● **TEXT EXCERPT**:
Meople News: The Great Orc Book of Pulsar Customization

Czech Games Edition

The Czech Games Edition newsletter had some new releases for this year, and I think there’s something for everyone in there. For fans of Vlaada Chvatil’s word game Codenames there is going to be a two player variant called Codenames Duet. It’s duet, not duel, because the two players work together to beat the game. Both see a key card like the one from the original Codenames, but the two sides show different agents and two different assassins. Giving each other single word hints they have to identify the agents and avoid the assassins at all costs.

If you want more party games by Vlaada, but the idea of playing in two people doesn’t excite you, then That’s a Question! might be for you. Information is a bit thin yet, but it seems players will ask each other questions with two possible answers and then bet on the questionee’s pick. We’ll tell you more about this as soon as we find out, of course.

Party games aren’t your thing at all? Then the new project by Vladimír Suchý (Prodigals Club, …) is of interest. It’s a game about exploring space, building megastructures and unearthing alien technologies with the working title PULSAR 2849. Again, not much to tell yet except that it uses dice in a unique way and has many ways to victory.

● **DATA EXTRACT**:
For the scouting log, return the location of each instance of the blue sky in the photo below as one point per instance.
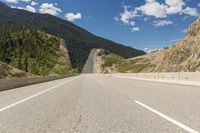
(143, 24)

● **STATED GOAL 1**: According to the Czech Games Edition news text, why is the two-player Codenames variant called Duet rather than duel?
● **STATED GOAL 2**:
For each statement, say whether it agrees with the Czech Games Edition news text, and quote the words that decide it.
(a) In That's a Question!, players bet on which answer the questioned player will pick.
(b) PULSAR 2849 is a new project by Vlaada Chvatil.
(c) In Codenames Duet, the two sides of the key card show the same assassins.
● **STATED GOAL 3**: Continue the Czech Games Edition news text from where it stops.

● **FINAL ANSWER 1**: Because the two players work together to beat the game.

● **FINAL ANSWER 2**:
(a) Yes: "then bet on the questionee’s pick"
(b) No: "the new project by Vladimír Suchý"
(c) No: "the two sides show different agents and two different assassins"

● **FINAL ANSWER 3**:
Then there are two expansions coming. One is for last year’s shooter boardgame Adrenaline and adds a sixth player, a new team mode with simultaneous play and some more goodies. The other is a new expansion for Tash-Kalar, Vlaada Chvatil’s take on an arena battle. The new faction in the expansion will come with a new mechanic called Warp that will let you use creature abilities from the future right now. That doesn’t sound like an easy faction to play.

Finally, not a boardgame but closely related, there is now a Galaxy Trucker novel. Written by Jason A. Holt, Galaxy Trucker: Rocky Road tells the story of a woman and an alien delivering their cargo of sewer pipes. That sounds true to the source material.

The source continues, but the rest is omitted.